◆ **Your goal**
Format the lines of the records below as a Markdown table with the columns "Row" and "Line," numbering each row and omitting blank lines. Leave the pictures out of the answer.

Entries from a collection

# # #

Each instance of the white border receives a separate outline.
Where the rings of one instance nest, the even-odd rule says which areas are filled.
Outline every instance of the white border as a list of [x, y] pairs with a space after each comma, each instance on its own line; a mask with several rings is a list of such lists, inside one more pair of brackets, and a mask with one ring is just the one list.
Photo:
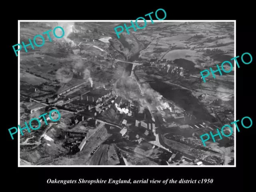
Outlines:
[[[130, 22], [131, 20], [18, 20], [18, 43], [20, 44], [20, 22]], [[135, 22], [135, 20], [132, 20]], [[147, 22], [151, 22], [150, 20], [146, 20]], [[236, 56], [236, 20], [153, 20], [154, 22], [234, 22], [234, 57]], [[143, 20], [138, 20], [138, 22], [144, 22]], [[20, 54], [18, 54], [18, 124], [20, 124]], [[234, 65], [234, 120], [236, 120], [236, 66]], [[18, 129], [18, 167], [236, 167], [236, 128], [234, 125], [234, 165], [205, 165], [204, 166], [196, 166], [193, 165], [130, 165], [130, 166], [116, 166], [116, 165], [20, 165], [20, 130]]]

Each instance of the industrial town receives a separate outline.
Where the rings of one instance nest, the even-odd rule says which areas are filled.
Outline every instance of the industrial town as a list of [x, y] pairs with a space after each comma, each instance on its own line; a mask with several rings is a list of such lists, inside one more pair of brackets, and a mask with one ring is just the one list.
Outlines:
[[200, 73], [234, 57], [234, 23], [148, 23], [118, 39], [120, 24], [20, 23], [25, 44], [65, 32], [20, 51], [21, 127], [54, 109], [61, 116], [23, 130], [20, 165], [234, 165], [234, 130], [205, 147], [200, 138], [234, 121], [234, 71], [205, 83]]

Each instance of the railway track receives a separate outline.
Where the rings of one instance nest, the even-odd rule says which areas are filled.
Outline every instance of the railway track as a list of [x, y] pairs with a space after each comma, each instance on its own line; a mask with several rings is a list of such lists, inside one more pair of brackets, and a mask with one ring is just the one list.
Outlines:
[[[110, 135], [110, 134], [108, 134], [107, 137]], [[108, 165], [106, 159], [109, 147], [109, 145], [108, 144], [100, 145], [93, 155], [93, 157], [91, 160], [90, 164], [92, 165]]]

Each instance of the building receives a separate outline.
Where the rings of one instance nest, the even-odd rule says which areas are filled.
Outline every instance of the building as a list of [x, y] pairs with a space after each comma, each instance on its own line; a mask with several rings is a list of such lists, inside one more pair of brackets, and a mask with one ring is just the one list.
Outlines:
[[127, 132], [127, 129], [122, 129], [121, 130], [121, 131], [120, 131], [120, 132], [119, 132], [121, 134], [122, 136], [123, 136]]
[[181, 131], [184, 131], [186, 130], [189, 130], [190, 128], [188, 125], [183, 125], [179, 126], [180, 130]]
[[82, 142], [80, 144], [80, 145], [79, 145], [78, 148], [79, 149], [79, 150], [80, 150], [80, 151], [82, 151], [82, 149], [83, 149], [83, 148], [84, 146], [84, 145], [85, 145], [85, 144], [86, 143], [86, 137], [85, 137], [84, 138]]
[[135, 120], [135, 126], [137, 127], [139, 127], [139, 124], [140, 124], [140, 122], [137, 120]]
[[104, 89], [92, 89], [89, 93], [86, 94], [86, 96], [83, 98], [83, 101], [87, 102], [97, 103], [106, 99], [112, 94], [111, 90]]
[[25, 109], [24, 111], [26, 113], [29, 113], [30, 114], [32, 113], [32, 111], [31, 109]]
[[144, 112], [144, 108], [141, 106], [139, 106], [139, 113], [143, 113]]
[[120, 105], [121, 104], [122, 102], [122, 98], [120, 97], [120, 96], [118, 96], [115, 101], [114, 102], [114, 104], [115, 105], [116, 104], [117, 104], [117, 106], [118, 107], [120, 107]]
[[148, 136], [148, 134], [149, 134], [149, 132], [148, 132], [148, 130], [146, 130], [145, 132], [145, 133], [144, 133], [144, 134], [145, 134], [146, 136]]
[[53, 99], [58, 99], [60, 98], [60, 96], [58, 94], [55, 94], [53, 95]]
[[140, 122], [140, 126], [146, 128], [146, 129], [148, 128], [148, 124], [145, 122], [142, 121]]
[[152, 131], [153, 131], [153, 132], [156, 132], [156, 127], [154, 123], [152, 124]]
[[73, 54], [75, 54], [76, 55], [77, 54], [80, 54], [81, 53], [81, 51], [80, 49], [72, 49], [72, 53]]
[[126, 120], [125, 119], [124, 119], [123, 120], [123, 122], [122, 123], [122, 124], [126, 126], [126, 124], [127, 124], [127, 120]]
[[129, 165], [126, 159], [124, 157], [121, 157], [120, 158], [120, 165]]
[[197, 162], [196, 163], [195, 163], [193, 165], [204, 165], [204, 164], [203, 164], [203, 163], [202, 161], [198, 161], [198, 162]]
[[157, 59], [156, 58], [150, 59], [150, 62], [157, 62]]

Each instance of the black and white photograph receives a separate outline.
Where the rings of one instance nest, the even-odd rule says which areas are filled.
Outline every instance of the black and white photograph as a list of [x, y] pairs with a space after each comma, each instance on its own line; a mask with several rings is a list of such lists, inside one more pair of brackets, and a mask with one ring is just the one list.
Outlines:
[[19, 21], [18, 166], [235, 166], [235, 21], [124, 24]]

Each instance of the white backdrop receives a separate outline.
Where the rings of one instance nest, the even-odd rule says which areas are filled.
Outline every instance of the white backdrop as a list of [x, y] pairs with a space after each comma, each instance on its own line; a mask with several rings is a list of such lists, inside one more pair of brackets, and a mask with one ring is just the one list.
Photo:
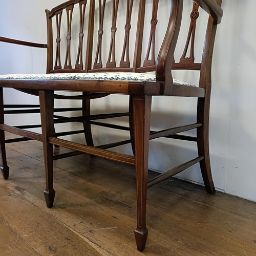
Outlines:
[[[9, 0], [1, 3], [0, 36], [35, 42], [46, 43], [45, 9], [51, 9], [60, 0]], [[184, 1], [184, 6], [190, 0]], [[29, 7], [29, 8], [28, 8]], [[222, 22], [217, 31], [212, 65], [212, 90], [210, 120], [210, 151], [212, 171], [217, 189], [256, 201], [256, 31], [254, 0], [223, 0]], [[189, 5], [190, 8], [190, 5]], [[46, 51], [0, 42], [0, 74], [45, 73]], [[182, 75], [182, 76], [183, 75]], [[186, 77], [182, 77], [182, 78]], [[117, 96], [114, 96], [117, 97]], [[119, 96], [95, 100], [92, 112], [111, 111], [125, 107], [127, 97]], [[176, 125], [178, 117], [183, 123], [195, 119], [193, 99], [156, 98], [153, 102], [153, 129], [165, 127], [165, 122]], [[38, 102], [36, 98], [11, 89], [5, 90], [5, 103]], [[57, 103], [59, 105], [61, 102]], [[70, 102], [70, 105], [76, 103]], [[184, 106], [184, 108], [183, 108]], [[170, 112], [170, 111], [172, 111]], [[38, 122], [38, 115], [7, 117], [10, 124]], [[121, 119], [120, 123], [124, 122]], [[61, 129], [61, 128], [59, 128]], [[95, 144], [112, 138], [126, 138], [125, 133], [93, 127]], [[81, 137], [72, 137], [80, 140]], [[170, 148], [170, 145], [174, 146]], [[197, 154], [194, 142], [159, 139], [151, 144], [150, 167], [160, 172], [188, 160]], [[120, 150], [131, 152], [130, 146]], [[180, 153], [183, 152], [182, 156]], [[163, 156], [164, 157], [162, 157]], [[191, 172], [193, 170], [193, 172]], [[199, 166], [180, 175], [181, 178], [202, 184]]]

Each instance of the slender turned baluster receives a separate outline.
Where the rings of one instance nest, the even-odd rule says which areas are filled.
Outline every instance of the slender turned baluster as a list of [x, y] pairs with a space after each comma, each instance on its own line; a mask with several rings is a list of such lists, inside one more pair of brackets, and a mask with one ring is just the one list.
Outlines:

# # #

◆ **Solution for this task**
| Row | Line |
|---|---|
| 1 | Each instance of the white border receives a separate outline. |
| 2 | Where the rings of one instance nest, the even-odd rule says which areas are filled. |
| 3 | Outline every instance of the white border as a list of [x, y] pairs with a space after each comma, each instance on its own line; a mask with several rings is a list of such lists, inside one more pair of brackets, and a mask with one ring is just the one list. |
| 4 | Photo: |
| 5 | Outlines: |
| 6 | [[[130, 22], [131, 20], [18, 20], [18, 43], [20, 44], [20, 22]], [[135, 22], [135, 20], [132, 20]], [[147, 22], [151, 22], [150, 20], [146, 20]], [[236, 56], [236, 20], [153, 20], [154, 22], [234, 22], [234, 57]], [[143, 20], [138, 20], [138, 22], [144, 22]], [[20, 54], [18, 54], [18, 124], [20, 124]], [[234, 65], [234, 120], [236, 120], [236, 66]], [[18, 129], [18, 167], [236, 167], [236, 128], [234, 125], [234, 165], [205, 165], [204, 166], [196, 166], [193, 165], [130, 165], [130, 166], [116, 166], [116, 165], [20, 165], [20, 130]]] |
| 7 | Each instance of the industrial town receives a separate outline. |
| 8 | Where the rings of one instance nest, the even-odd rule says which areas are filled. |
| 9 | Outline every instance of the industrial town as a list of [x, y] pairs with a space after each comma, each instance on its own line; a mask with several rings is a list of such lists, inside one more pair of brackets, and a mask with one ring is just the one list. |
| 10 | Outlines: |
| 11 | [[200, 73], [234, 57], [234, 23], [148, 23], [118, 39], [120, 24], [20, 23], [25, 44], [65, 32], [20, 51], [21, 127], [54, 109], [61, 116], [23, 130], [20, 165], [234, 165], [234, 130], [205, 147], [200, 138], [234, 121], [234, 71], [205, 83]] |
| 12 | Each instance of the railway track receives a separate outline. |
| 13 | Where the rings of one instance nest, the even-odd rule says which areas are filled. |
| 14 | Outline every instance of the railway track as a list of [x, y] pairs with a space after each comma, each instance on its own line; a mask with several rings is a list of such lists, inside one more pair of brackets, and a mask with one ring is just the one list. |
| 15 | Outlines: |
| 16 | [[[110, 135], [110, 134], [108, 134], [107, 137]], [[108, 165], [106, 159], [109, 147], [109, 145], [108, 144], [100, 145], [93, 155], [93, 157], [91, 160], [90, 164], [92, 165]]] |
| 17 | Each instance of the building receives a separate outline. |
| 18 | Where the rings of one instance nest, the even-odd rule says which areas are filled. |
| 19 | Outline every instance of the building as a list of [x, y] pairs with a space after each comma, each instance on its own line; a mask with several rings is a list of such lists, inside one more pair of brackets, and a mask with one ring is just the one list. |
| 20 | Outlines: |
| 21 | [[127, 132], [127, 129], [122, 129], [121, 130], [121, 131], [120, 131], [120, 132], [119, 132], [121, 134], [122, 136], [123, 136]] |
| 22 | [[181, 131], [184, 131], [186, 130], [189, 130], [190, 128], [188, 125], [183, 125], [179, 126], [180, 130]] |
| 23 | [[82, 142], [80, 144], [80, 145], [79, 145], [78, 148], [79, 149], [79, 150], [80, 150], [80, 151], [82, 151], [82, 149], [83, 149], [83, 148], [84, 146], [84, 145], [85, 145], [85, 144], [86, 143], [86, 137], [85, 137], [84, 138]] |
| 24 | [[135, 120], [135, 126], [137, 127], [139, 127], [139, 124], [140, 124], [140, 122], [137, 120]] |
| 25 | [[104, 89], [92, 89], [89, 93], [86, 94], [86, 96], [83, 98], [83, 101], [87, 102], [97, 103], [106, 99], [112, 94], [111, 90]] |
| 26 | [[25, 109], [24, 111], [26, 113], [29, 113], [30, 114], [32, 113], [32, 111], [31, 109]] |
| 27 | [[144, 112], [144, 108], [141, 106], [139, 106], [139, 113], [143, 113]] |
| 28 | [[120, 105], [121, 104], [122, 102], [122, 98], [120, 97], [120, 96], [118, 96], [115, 101], [114, 102], [114, 104], [115, 105], [116, 104], [117, 104], [117, 106], [118, 107], [120, 107]] |
| 29 | [[148, 136], [148, 134], [149, 134], [149, 132], [148, 132], [148, 130], [146, 130], [145, 132], [145, 133], [144, 133], [144, 134], [145, 134], [146, 136]] |
| 30 | [[53, 99], [58, 99], [60, 98], [60, 96], [58, 94], [55, 94], [53, 95]] |
| 31 | [[140, 122], [140, 126], [146, 128], [146, 129], [148, 128], [148, 124], [145, 122], [142, 121]] |
| 32 | [[152, 131], [153, 131], [153, 132], [156, 132], [156, 127], [154, 123], [152, 124]] |
| 33 | [[73, 54], [75, 54], [76, 55], [77, 54], [80, 54], [81, 53], [81, 51], [80, 49], [72, 49], [72, 53]] |
| 34 | [[126, 120], [125, 119], [124, 119], [123, 120], [123, 122], [122, 123], [122, 124], [126, 126], [126, 124], [127, 124], [127, 120]] |
| 35 | [[129, 165], [126, 159], [124, 157], [121, 157], [120, 158], [120, 165]] |
| 36 | [[197, 162], [196, 163], [195, 163], [193, 165], [204, 165], [204, 164], [203, 164], [203, 163], [202, 161], [198, 161], [198, 162]] |
| 37 | [[157, 59], [156, 58], [150, 59], [150, 62], [157, 62]] |
| 38 | Each instance of the black and white photograph receives a separate outline. |
| 39 | Where the rings of one instance nest, the even-odd rule says which areas are filled. |
| 40 | Outline every instance of the black and white photograph as a list of [x, y] pairs with a space after each comma, each instance on its own line; a mask with several rings is a list of such lists, inside one more pair of brackets, and a mask with one ring is just the one list. |
| 41 | Outlines: |
| 42 | [[19, 21], [18, 166], [235, 166], [235, 21], [124, 24]] |
| 43 | Each instance of the white backdrop receives a separate outline. |
| 44 | Where the rings of one instance nest, the even-odd rule says which areas are filled. |
| 45 | Outline every instance of the white backdrop as a list of [x, y] pairs with a space after each comma, each instance on its own line; a mask with several rings is a list of such lists, inside one more pair of brackets, and a mask with one ring is just the one list. |
| 46 | Photo: |
| 47 | Outlines: |
| 48 | [[[9, 0], [1, 3], [0, 36], [35, 42], [46, 43], [45, 9], [51, 9], [60, 0]], [[184, 1], [184, 6], [190, 0]], [[29, 7], [29, 8], [28, 8]], [[222, 22], [217, 31], [212, 65], [212, 90], [210, 120], [210, 151], [212, 171], [217, 189], [256, 201], [256, 31], [254, 0], [223, 0]], [[189, 5], [190, 8], [190, 5]], [[46, 51], [0, 42], [0, 74], [45, 73]], [[182, 75], [182, 76], [183, 75]], [[186, 77], [182, 77], [182, 78]], [[117, 96], [114, 96], [117, 97]], [[119, 96], [95, 100], [92, 112], [111, 111], [125, 107], [127, 97]], [[176, 125], [178, 117], [183, 123], [195, 119], [193, 99], [156, 98], [153, 102], [153, 129], [165, 127], [165, 122]], [[38, 102], [36, 98], [11, 89], [5, 90], [5, 103]], [[57, 103], [59, 105], [61, 102]], [[70, 102], [70, 105], [76, 103]], [[184, 106], [184, 108], [183, 108]], [[170, 112], [170, 111], [172, 111]], [[38, 122], [38, 115], [7, 117], [10, 124]], [[121, 119], [120, 123], [124, 122]], [[61, 129], [61, 128], [59, 128]], [[95, 144], [112, 138], [126, 138], [125, 133], [93, 127]], [[81, 137], [72, 137], [80, 140]], [[170, 148], [170, 145], [174, 146]], [[197, 154], [194, 142], [159, 139], [151, 144], [150, 167], [160, 172], [188, 160]], [[120, 150], [131, 152], [130, 146]], [[180, 153], [183, 152], [182, 156]], [[163, 156], [164, 157], [162, 157]], [[191, 172], [193, 170], [193, 172]], [[199, 166], [180, 175], [181, 178], [202, 184]]] |
| 49 | Each instance of the slender turned baluster receives a separate outline. |
| 50 | Where the rings of one instance nest, the even-odd rule says which areas are filled. |
| 51 | Outline every instance of the slender turned baluster as a list of [x, y] pairs with a space after each comma, each instance on its own line; a mask with several rings is a list of such lists, inside one more pair of brackets, and a mask with one ring is just the one list. |
| 52 | Outlines: |